** AIM OF THE EXERCISE **
Every record here should be printed again exactly.

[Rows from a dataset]

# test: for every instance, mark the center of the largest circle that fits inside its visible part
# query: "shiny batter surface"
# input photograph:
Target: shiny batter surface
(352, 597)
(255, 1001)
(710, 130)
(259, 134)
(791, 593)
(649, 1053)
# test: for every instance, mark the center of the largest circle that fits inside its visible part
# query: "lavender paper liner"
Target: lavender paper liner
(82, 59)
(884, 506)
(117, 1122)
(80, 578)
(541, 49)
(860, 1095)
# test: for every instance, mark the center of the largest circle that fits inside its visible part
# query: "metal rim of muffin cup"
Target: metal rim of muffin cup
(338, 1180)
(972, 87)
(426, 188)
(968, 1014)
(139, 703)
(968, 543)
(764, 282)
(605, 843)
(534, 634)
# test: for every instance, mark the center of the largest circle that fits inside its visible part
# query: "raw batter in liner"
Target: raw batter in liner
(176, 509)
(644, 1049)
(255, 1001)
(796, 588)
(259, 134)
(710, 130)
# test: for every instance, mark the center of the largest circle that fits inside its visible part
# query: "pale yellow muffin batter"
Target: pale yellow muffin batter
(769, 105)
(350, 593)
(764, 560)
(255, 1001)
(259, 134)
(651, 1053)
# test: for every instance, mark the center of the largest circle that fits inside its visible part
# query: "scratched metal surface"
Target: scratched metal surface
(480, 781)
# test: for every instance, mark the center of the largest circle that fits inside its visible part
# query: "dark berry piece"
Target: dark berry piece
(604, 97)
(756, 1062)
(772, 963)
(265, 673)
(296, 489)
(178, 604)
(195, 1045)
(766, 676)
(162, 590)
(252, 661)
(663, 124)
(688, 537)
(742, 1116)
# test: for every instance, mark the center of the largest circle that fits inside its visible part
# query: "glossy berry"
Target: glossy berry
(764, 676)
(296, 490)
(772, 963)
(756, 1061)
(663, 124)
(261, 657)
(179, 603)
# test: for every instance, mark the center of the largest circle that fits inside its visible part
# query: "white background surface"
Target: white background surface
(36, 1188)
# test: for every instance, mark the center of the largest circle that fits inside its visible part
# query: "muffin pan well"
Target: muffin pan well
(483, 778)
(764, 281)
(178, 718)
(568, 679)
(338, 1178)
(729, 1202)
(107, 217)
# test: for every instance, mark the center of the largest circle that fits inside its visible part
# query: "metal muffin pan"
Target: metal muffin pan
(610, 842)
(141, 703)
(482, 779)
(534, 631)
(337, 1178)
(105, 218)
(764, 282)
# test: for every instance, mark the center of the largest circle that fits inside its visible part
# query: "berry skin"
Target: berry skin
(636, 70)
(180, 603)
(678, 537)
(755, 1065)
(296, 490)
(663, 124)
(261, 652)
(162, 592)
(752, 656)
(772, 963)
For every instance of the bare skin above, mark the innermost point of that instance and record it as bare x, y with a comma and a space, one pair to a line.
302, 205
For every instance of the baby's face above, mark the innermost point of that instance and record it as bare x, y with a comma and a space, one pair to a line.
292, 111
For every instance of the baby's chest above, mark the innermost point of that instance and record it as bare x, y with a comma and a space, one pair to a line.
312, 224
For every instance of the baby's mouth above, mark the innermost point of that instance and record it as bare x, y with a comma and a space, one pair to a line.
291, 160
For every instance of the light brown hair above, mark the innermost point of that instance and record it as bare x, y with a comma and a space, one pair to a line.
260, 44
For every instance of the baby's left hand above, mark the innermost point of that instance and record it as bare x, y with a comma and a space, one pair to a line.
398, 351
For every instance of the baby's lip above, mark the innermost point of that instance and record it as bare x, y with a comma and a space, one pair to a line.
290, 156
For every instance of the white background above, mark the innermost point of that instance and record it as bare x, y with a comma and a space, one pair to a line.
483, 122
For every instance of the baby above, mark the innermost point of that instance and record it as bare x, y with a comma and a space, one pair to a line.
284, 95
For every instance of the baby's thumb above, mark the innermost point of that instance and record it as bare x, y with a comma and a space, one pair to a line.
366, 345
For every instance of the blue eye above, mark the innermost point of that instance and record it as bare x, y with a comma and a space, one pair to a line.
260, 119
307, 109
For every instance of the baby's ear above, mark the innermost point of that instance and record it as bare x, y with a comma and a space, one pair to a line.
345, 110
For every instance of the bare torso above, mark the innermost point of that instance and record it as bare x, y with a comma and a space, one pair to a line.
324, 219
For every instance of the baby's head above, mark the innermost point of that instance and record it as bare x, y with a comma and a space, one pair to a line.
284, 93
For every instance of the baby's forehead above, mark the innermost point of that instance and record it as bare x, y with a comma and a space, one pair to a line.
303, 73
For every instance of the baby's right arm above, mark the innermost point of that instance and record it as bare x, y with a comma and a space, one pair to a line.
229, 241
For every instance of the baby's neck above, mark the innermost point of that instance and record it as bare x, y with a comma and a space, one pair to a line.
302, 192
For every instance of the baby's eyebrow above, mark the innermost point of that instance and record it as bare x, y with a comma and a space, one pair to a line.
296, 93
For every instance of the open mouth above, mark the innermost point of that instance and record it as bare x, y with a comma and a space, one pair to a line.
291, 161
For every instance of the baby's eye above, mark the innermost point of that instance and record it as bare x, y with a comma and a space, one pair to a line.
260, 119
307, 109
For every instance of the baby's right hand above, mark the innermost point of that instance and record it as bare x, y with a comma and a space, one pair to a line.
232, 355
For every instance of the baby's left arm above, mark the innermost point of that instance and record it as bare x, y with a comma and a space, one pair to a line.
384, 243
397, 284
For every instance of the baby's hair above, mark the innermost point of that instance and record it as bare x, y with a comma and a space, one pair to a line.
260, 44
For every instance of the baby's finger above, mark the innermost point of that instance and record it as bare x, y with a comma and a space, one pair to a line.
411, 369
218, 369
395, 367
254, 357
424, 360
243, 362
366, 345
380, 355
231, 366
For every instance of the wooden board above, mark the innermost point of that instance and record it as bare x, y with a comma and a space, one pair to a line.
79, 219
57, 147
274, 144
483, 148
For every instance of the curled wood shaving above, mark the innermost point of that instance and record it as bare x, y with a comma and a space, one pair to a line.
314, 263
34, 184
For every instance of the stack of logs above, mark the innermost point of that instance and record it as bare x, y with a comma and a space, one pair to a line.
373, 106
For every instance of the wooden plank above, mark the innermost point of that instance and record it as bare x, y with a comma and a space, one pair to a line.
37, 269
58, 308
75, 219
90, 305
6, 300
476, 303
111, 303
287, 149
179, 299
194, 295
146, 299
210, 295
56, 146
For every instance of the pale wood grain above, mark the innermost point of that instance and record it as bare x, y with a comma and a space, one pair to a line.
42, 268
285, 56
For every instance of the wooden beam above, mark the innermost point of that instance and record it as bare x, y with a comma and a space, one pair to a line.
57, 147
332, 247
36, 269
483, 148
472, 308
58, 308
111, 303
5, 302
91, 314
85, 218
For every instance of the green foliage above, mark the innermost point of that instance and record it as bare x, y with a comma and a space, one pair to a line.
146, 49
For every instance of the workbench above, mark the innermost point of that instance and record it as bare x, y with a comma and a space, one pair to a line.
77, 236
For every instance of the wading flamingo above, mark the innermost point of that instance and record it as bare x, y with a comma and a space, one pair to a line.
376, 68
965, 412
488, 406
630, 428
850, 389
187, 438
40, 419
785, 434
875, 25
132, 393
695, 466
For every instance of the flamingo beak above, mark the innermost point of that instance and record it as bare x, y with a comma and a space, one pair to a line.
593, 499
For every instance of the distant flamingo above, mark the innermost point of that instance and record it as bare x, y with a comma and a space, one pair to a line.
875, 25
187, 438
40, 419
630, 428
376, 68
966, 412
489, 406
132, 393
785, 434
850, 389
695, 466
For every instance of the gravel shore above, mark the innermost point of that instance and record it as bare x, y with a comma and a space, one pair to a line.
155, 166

** ANSWER TO THE TASK **
# test: for every instance, mark the center of the largest circle that fits inside its visible part
# query: "shiny batter surface"
# input photograph:
Target: shiny batter surface
(352, 597)
(255, 1001)
(710, 130)
(259, 134)
(791, 593)
(649, 1053)
# test: for every instance, mark the center of the largest circle that fits inside its visible part
# query: "lavender paper liner"
Target: lavender paper liner
(82, 59)
(884, 506)
(117, 1122)
(80, 578)
(541, 49)
(860, 1095)
# test: for every instance, mark the center of the largest circle that fits inside its visible part
# query: "metal rim of muffin cup"
Target: metal rim of muffin cup
(338, 1180)
(972, 87)
(426, 188)
(968, 1014)
(139, 703)
(968, 543)
(764, 282)
(605, 843)
(534, 634)
# test: for every instance, mark the center of the largest circle that fits inside its visible part
# query: "raw batter in liner"
Target: raw batter in liner
(176, 509)
(644, 1049)
(255, 1001)
(796, 588)
(259, 134)
(710, 130)
# test: for every instance, mark the center of the largest circle that fits inside its visible part
# query: "pale yellow muffin batter"
Target: pale yellow muffin batter
(769, 105)
(350, 593)
(764, 560)
(255, 1001)
(259, 134)
(651, 1053)
# test: for every instance, mark the center of the largest circle that fits inside its visible part
# query: "scratched metal surface"
Target: scratched metal surface
(480, 781)
# test: for every instance, mark the center of the largest circle that fits inside its visible part
# query: "dark berry piece"
Target: dark berry piece
(604, 97)
(756, 1062)
(772, 963)
(265, 673)
(296, 489)
(178, 604)
(195, 1045)
(766, 676)
(162, 590)
(252, 661)
(663, 124)
(688, 537)
(742, 1116)
# test: for every instance, mark the center of the largest circle that fits inside its visible part
# query: "glossy berry"
Target: glossy berry
(764, 676)
(296, 490)
(772, 963)
(756, 1061)
(663, 124)
(261, 657)
(179, 603)
# test: for every instance, mark the center of the largest circle that fits inside its visible part
# query: "white background surface"
Target: white background surface
(36, 1188)
# test: for every instance, mark the center of the largest circle that fits inside its visible part
# query: "muffin pan well"
Target: muffin pan well
(483, 778)
(764, 281)
(178, 718)
(568, 679)
(338, 1178)
(729, 1202)
(107, 217)
# test: for every instance, mark the center of the largest circle that fits inside its visible part
# query: "metal muffin pan"
Target: metal muffin pan
(610, 842)
(141, 703)
(482, 779)
(534, 631)
(337, 1178)
(105, 218)
(764, 282)
# test: for every instance, mark the center of the largest circle that fits inside its visible part
# query: "berry skin"
Target: berry skin
(636, 70)
(180, 603)
(678, 537)
(755, 1065)
(296, 490)
(663, 124)
(261, 652)
(162, 592)
(752, 656)
(772, 963)
For every instance of the bare skin above, mark the innermost point of that instance and record it as bare x, y with a comma and a space, one pair to a line.
302, 205
For every instance of the baby's face above, mark the innermost point of that instance and record it as bare x, y with a comma and a space, one pair to a line.
292, 111
For every instance of the baby's chest above, mark the innermost point of that instance and record it as bare x, y with a comma and a space, one pair to a line.
312, 224
For every instance of the baby's mouth above, mark the innermost point of that instance and record it as bare x, y with a comma and a space, one pair to a line.
291, 160
For every instance of the light brown hair above, mark the innermost point of that instance and record it as bare x, y with a comma and a space, one pair to a line.
260, 44
For every instance of the baby's left hand above, mark the innermost point of that instance and record it as bare x, y with a comma and a space, one pair to a line.
398, 351
For every instance of the baby's lip above, mark the innermost point of that instance and record it as bare x, y with a comma and a space, one pair to a line.
290, 156
For every instance of the white background above, mark the innermost point of that instance and record it as bare x, y with a comma and a space, one pair to a line.
483, 122
For every instance of the baby above, mark the innermost point of that instance and record it as bare x, y with a comma and a space, one pair to a line.
284, 95
For every instance of the baby's thumb above, mark the innermost point of that instance and record it as bare x, y with a comma and a space, one pair to a line.
366, 345
For every instance of the blue eye above, mark the innermost point of that instance and record it as bare x, y with a comma and a space, one pair to a line.
260, 119
307, 109
For every instance of the baby's ear above, mark the innermost point of that instance and record it as bare x, y with a comma and a space, one pair to a line.
345, 110
For every instance of the bare torso above, mark the innermost point of that instance and record it as bare x, y with a comma and a space, one pair to a line.
324, 219
For every instance of the baby's head above, mark the innermost point of that instance and record it as bare x, y with a comma and a space, one pair to a line.
284, 93
For every instance of the baby's forehead above, mark the innermost point of that instance and record it as bare x, y with a comma and a space, one pair to a line.
303, 73
For every instance of the baby's right arm above, mark the innermost point of that instance and record it as bare x, y with a comma and a space, one pair to a line.
229, 241
For every instance of the baby's neck above, mark the innermost point of that instance and record it as bare x, y with a comma and a space, one pair to a line.
302, 192
For every instance of the baby's eyebrow above, mark the innermost point of that instance and record it as bare x, y with a comma and a space, one pair to a line.
296, 93
For every instance of the open mouth above, mark the innermost point of that instance and record it as bare x, y with a comma and a space, one pair to a line.
291, 161
For every instance of the baby's eye above, mark the innermost point of that instance and record it as bare x, y with a comma and a space, one pair to a line.
260, 119
307, 109
For every instance of the baby's right hand above, mark the innermost point of that instance and record it as bare x, y with a comma and a space, one pair to a line.
232, 355
For every instance of the baby's left arm above, mark the innermost point of that instance and record it as bare x, y with a comma and a space, one pair to a line.
384, 243
397, 284
For every instance of the baby's hair above, mark the innermost point of that instance and record it as bare x, y with a comma and a space, one pair to a line.
260, 44
For every instance of the baby's finger above, mark the innermost point of that instance and record it as bare x, y with a comma and a space, one pair to a line.
411, 369
218, 369
395, 367
254, 357
424, 360
243, 362
366, 345
380, 355
231, 366
For every instance of the wooden board above, mark the innermost point of that instance and record it as bare x, y with a comma and a space, one pair to a line.
79, 219
57, 147
274, 144
483, 148
For every instance of the curled wood shaving above, mark the innermost point of that instance and record it as bare x, y with a comma and a space, one pair to a line.
314, 263
34, 184
For every instance of the stack of logs above, mark the innermost point of that instance and record it as bare x, y with a comma and a space, one pair to a line.
373, 106
For every instance of the wooden plank above, mark the innermost point of that instance and record it as bare x, y with a comma and a space, one pair to a line.
37, 269
58, 308
75, 219
90, 305
6, 300
476, 303
111, 303
287, 149
179, 299
194, 295
146, 299
210, 295
56, 146
For every instance of the pale wood grain above, mark the innermost point of that instance and record it as bare x, y with a comma and a space, one pair to a line.
42, 268
285, 56
For every instance of the wooden beam above, mark the innermost point of that instance and record it as bare x, y with a comma and a space, one pair to a line.
57, 147
332, 247
36, 269
483, 148
472, 308
58, 308
111, 303
5, 302
91, 314
85, 218
For every instance of the green foliage above, mark the innermost point of that instance and record it as bare x, y with a comma and a space, one pair to a line.
146, 49
For every instance of the workbench above, mark the innermost point of that instance and record it as bare x, y with a comma and a space, one pair to a line.
77, 236
For every instance of the wading flamingo above, mark the innermost point of that instance and record it as bare x, y with a comma and a space, one pair to a line.
376, 68
965, 412
488, 406
630, 428
850, 389
187, 438
40, 419
785, 434
875, 25
132, 393
695, 466
For every instance of the flamingo beak above, mark the innermost point of that instance and record it as bare x, y with a comma and a space, one pair to a line.
593, 499
For every instance of the distant flamingo above, mark the innermost point of that instance and record it as bare x, y with a comma and a space, one pair to a line.
875, 25
187, 438
40, 419
630, 428
376, 68
966, 412
489, 406
132, 393
785, 434
850, 389
695, 466
For every instance of the gravel shore above, mark the innermost point of that instance and record it as bare x, y with a comma and a space, one pair to a line.
155, 166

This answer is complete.